**Requirements**
Gather every line in the listing below that contains the string "reflection", and copy each of those lines in full.

**Task data**
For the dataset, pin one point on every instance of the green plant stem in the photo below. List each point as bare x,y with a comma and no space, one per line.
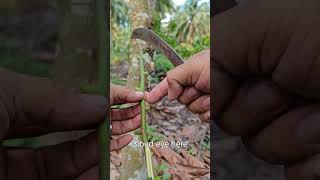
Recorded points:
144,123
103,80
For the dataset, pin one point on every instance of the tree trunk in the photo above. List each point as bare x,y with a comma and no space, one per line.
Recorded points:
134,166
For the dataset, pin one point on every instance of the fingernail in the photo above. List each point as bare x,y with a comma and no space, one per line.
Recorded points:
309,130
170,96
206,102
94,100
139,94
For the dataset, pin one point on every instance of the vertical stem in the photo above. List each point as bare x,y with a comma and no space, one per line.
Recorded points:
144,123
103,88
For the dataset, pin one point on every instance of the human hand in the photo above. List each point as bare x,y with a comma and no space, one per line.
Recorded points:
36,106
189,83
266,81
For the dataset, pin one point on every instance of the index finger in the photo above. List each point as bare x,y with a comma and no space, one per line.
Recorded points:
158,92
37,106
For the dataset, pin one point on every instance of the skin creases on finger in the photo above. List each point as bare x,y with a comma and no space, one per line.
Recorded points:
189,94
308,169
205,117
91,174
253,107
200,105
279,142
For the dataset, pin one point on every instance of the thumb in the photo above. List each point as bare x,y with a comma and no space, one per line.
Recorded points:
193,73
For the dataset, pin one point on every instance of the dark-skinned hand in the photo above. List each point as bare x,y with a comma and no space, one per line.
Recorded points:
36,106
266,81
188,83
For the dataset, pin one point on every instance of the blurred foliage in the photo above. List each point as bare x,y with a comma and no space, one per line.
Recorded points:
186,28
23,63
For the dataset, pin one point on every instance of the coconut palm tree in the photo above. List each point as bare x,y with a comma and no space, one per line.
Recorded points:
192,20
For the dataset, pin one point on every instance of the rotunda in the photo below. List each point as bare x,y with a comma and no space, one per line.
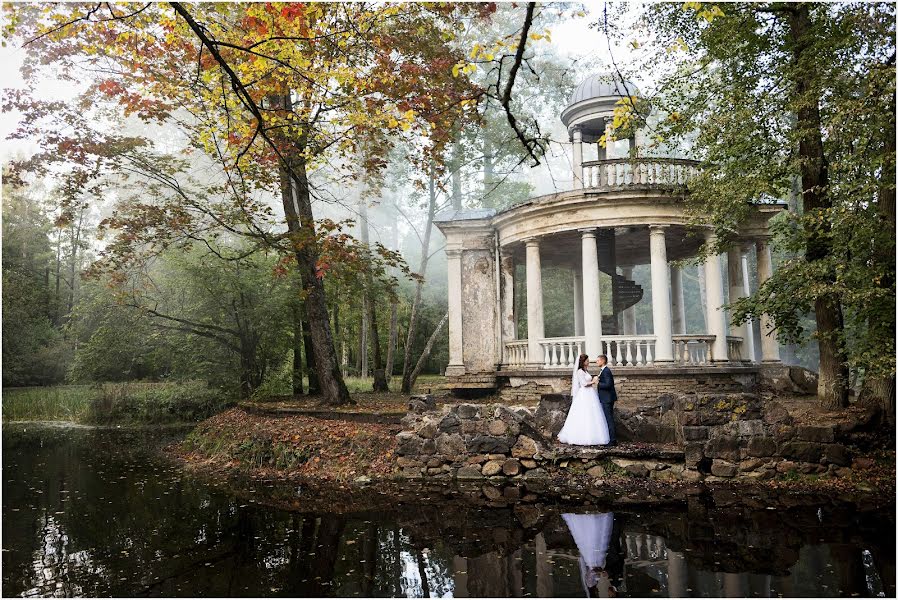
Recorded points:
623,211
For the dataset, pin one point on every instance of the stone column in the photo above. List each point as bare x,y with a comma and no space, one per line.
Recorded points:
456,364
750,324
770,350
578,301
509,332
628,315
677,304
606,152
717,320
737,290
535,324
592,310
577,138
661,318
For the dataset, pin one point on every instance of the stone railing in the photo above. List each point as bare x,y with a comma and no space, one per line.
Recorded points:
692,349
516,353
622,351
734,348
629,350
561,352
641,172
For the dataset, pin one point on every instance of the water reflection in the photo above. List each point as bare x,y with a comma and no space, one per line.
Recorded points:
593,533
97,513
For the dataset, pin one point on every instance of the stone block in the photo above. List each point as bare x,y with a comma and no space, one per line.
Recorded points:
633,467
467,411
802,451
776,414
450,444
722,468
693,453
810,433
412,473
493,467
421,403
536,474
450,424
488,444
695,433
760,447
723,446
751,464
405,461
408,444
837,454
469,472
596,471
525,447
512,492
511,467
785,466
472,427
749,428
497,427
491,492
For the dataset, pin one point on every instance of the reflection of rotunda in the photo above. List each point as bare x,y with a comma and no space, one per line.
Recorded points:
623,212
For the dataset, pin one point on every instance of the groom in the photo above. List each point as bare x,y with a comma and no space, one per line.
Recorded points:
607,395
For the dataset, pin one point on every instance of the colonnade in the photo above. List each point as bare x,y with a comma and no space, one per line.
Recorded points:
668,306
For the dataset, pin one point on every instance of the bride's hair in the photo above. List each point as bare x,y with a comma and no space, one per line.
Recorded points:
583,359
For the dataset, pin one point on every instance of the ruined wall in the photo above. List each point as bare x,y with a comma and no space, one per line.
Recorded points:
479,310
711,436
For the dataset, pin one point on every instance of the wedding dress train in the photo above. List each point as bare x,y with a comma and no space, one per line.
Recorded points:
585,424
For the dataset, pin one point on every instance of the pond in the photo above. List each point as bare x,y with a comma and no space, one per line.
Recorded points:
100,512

...

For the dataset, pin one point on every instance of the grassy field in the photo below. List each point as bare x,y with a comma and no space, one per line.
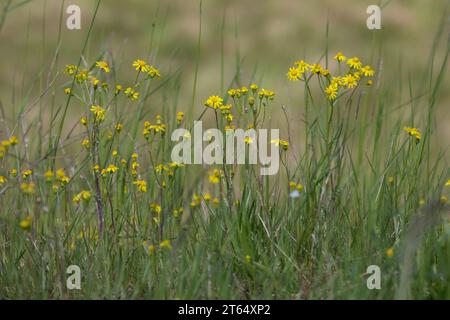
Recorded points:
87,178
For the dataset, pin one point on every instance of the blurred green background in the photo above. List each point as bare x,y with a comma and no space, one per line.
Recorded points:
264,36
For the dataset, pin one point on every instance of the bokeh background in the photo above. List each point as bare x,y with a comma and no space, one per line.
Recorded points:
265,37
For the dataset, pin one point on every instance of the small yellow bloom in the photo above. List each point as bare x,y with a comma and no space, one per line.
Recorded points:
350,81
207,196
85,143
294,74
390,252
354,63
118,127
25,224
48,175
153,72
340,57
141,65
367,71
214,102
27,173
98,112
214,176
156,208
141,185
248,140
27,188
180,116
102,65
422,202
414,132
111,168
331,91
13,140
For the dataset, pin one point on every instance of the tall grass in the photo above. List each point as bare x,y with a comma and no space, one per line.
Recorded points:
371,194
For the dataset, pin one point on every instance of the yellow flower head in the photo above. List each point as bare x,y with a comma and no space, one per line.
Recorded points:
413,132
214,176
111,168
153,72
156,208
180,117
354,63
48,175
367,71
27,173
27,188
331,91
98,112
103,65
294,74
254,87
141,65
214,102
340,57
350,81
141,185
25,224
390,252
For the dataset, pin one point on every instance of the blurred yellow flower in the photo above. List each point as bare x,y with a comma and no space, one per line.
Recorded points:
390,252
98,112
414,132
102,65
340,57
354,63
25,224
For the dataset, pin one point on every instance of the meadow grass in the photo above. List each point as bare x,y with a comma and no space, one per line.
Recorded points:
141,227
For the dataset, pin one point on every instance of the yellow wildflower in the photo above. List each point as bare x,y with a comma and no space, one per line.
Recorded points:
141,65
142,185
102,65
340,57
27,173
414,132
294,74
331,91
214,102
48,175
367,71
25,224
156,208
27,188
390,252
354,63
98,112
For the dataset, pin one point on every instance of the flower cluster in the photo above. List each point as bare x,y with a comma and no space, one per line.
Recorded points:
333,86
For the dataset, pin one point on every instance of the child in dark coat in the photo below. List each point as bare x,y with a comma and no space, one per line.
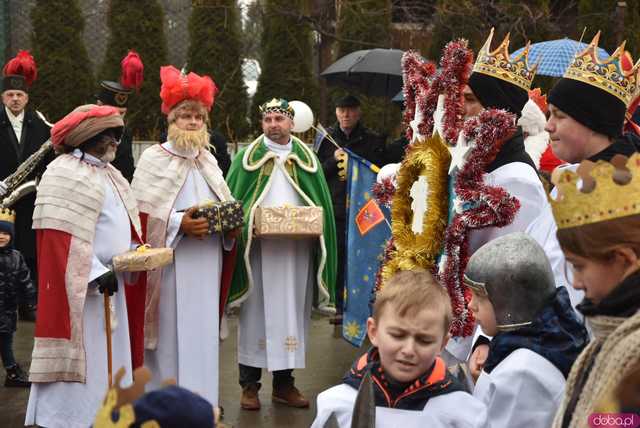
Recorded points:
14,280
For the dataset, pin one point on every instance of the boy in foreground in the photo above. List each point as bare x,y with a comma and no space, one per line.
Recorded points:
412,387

**Answer to the task**
For the dataset, pin one point on every instance of the water reflection in the photo above. List each point as bare x,y with a comma and no space, one per line.
For the dataset, pin one point on every instance of the reflection of rotunda in the photo above. List each point as bare x,y with a comma and no space, one per line.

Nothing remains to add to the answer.